— START OF RECORDED DATA —

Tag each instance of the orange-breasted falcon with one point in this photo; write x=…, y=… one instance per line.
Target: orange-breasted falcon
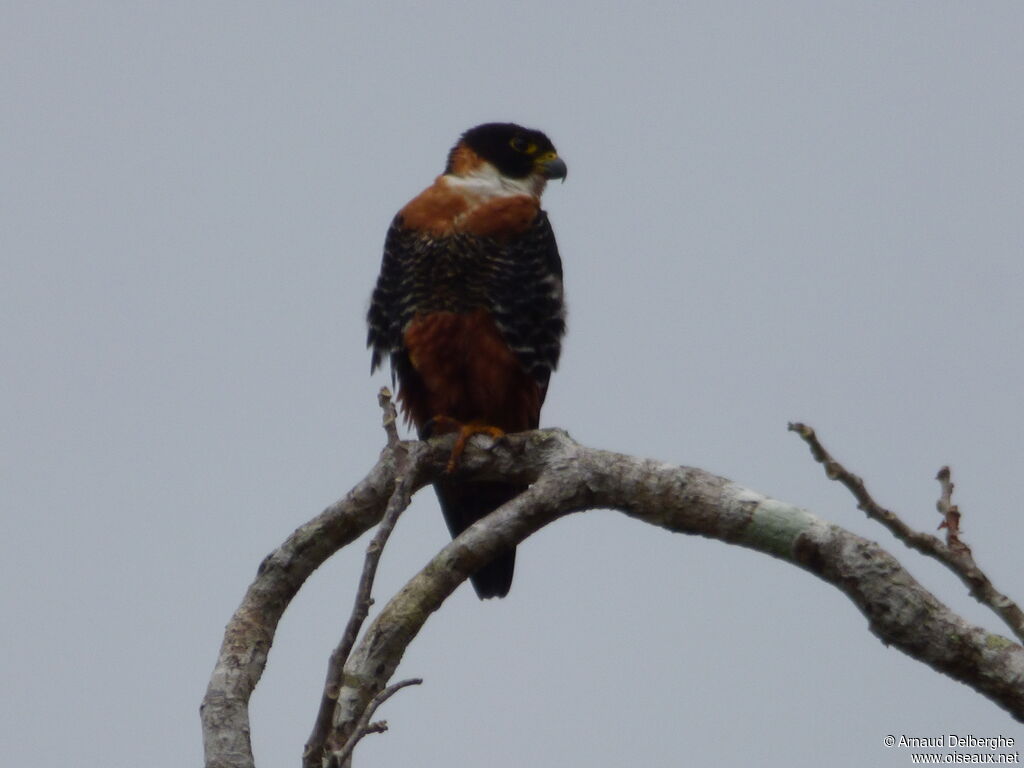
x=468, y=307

— END OF RECORDED DATA —
— START OF RECORDED DATA —

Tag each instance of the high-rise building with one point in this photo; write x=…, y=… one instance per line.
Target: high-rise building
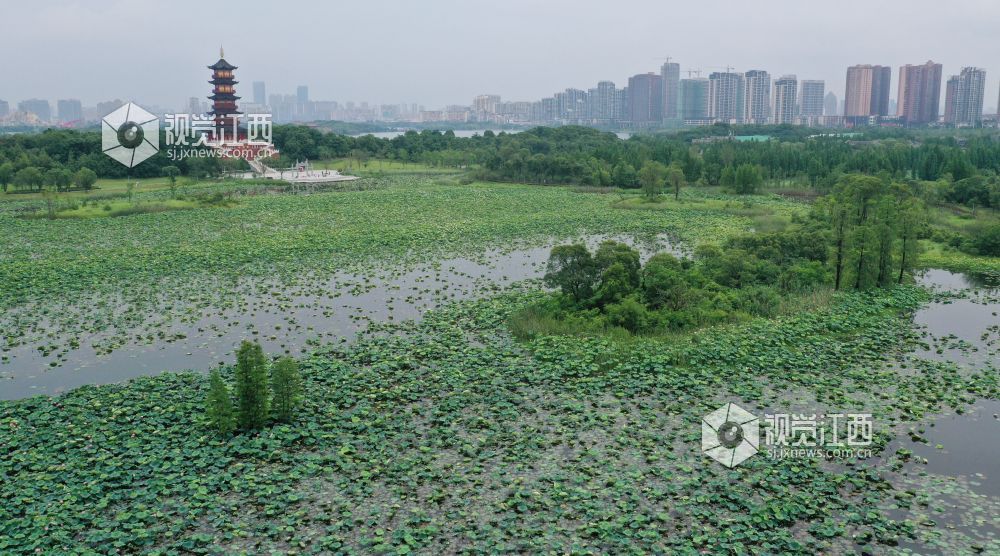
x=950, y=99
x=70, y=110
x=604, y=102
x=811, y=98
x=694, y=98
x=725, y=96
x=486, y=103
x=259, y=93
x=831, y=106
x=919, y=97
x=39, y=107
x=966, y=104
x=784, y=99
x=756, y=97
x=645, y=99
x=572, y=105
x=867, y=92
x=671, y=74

— END OF RECORDED DATA —

# INSTRUCTIONS FOR THE TASK
Can you lay out the lines as a JSON list of strings, one per line, starting at the line that contains "Tag each instance of the orange-breasted" and ending at the line that contains "x=468, y=307", with both of those lines included? Skip any blank lines and leave the pictures out.

# SOLUTION FOR THIS EXERCISE
[
  "Tag each instance of the orange-breasted falcon with one point in this photo; write x=…, y=… one instance per line.",
  "Target: orange-breasted falcon",
  "x=468, y=307"
]